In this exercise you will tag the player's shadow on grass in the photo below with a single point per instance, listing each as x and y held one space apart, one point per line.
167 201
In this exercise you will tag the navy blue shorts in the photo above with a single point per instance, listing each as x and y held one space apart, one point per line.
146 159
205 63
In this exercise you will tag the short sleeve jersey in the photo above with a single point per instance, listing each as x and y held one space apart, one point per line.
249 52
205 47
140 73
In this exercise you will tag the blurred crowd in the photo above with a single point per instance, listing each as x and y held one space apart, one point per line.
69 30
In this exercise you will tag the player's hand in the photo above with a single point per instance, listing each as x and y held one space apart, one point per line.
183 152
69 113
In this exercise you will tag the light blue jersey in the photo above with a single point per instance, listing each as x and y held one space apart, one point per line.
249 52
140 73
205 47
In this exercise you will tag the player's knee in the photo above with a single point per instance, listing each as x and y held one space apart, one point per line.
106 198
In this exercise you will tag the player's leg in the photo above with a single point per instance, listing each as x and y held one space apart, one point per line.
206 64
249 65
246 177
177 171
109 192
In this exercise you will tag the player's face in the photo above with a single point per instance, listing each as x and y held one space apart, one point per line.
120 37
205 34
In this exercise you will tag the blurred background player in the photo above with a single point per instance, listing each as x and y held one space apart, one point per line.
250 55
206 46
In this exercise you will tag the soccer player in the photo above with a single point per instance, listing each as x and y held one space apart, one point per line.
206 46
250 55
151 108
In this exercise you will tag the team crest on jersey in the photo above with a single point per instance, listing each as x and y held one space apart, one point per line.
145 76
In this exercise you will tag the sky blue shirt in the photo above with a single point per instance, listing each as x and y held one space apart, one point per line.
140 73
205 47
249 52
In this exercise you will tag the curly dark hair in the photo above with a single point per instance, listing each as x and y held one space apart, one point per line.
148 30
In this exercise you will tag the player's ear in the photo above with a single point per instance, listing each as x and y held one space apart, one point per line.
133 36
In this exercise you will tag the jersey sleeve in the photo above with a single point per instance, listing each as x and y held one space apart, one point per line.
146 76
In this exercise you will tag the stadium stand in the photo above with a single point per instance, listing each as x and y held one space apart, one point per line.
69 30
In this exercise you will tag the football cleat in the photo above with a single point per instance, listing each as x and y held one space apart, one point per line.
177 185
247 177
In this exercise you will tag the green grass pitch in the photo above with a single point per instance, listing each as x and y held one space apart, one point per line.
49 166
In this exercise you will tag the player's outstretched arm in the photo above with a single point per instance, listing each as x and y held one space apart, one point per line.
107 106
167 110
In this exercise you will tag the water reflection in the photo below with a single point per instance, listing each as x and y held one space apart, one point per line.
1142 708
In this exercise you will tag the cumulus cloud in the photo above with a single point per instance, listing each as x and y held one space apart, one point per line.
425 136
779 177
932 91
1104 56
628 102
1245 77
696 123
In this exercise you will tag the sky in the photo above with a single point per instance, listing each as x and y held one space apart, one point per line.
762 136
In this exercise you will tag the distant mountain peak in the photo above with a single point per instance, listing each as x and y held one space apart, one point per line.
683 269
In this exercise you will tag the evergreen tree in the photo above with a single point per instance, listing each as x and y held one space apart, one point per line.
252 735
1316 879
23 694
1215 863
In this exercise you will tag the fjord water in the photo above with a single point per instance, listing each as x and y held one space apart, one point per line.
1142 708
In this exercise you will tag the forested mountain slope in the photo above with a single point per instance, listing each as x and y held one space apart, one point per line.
* * * * * * *
**What is expected:**
Please rewrite the stretch from the line containing "In this exercise you will tag the sky in" through the end of the entries as a JSON list of strings, with one string per line and blank lines left out.

**Solution to the problem:**
[
  "In this exercise you will tag the sky in the photo above with a single point per instance, listing each as x and y held one space apart, one point per line.",
  "762 136",
  "In this exercise you will tag the distant mountain peak in the photo above with a single point per instance, listing each as x and y held one space apart, one point per line.",
  "683 269",
  "In this exercise you will tag the evergreen tree in the photo above with a single point per instance, listing each as x and y held one space apart, one point per line.",
  "252 735",
  "1316 879",
  "23 694",
  "1215 863",
  "In this exercise you will tag the fjord water in the photo above with a single point per instance, listing each as x and y held one space apart, one point per line.",
  "1142 708",
  "In this exercise you will tag the forested mountain slope in the photo above with a single point per instance, listing each as x and y held one space apart, one point per line."
]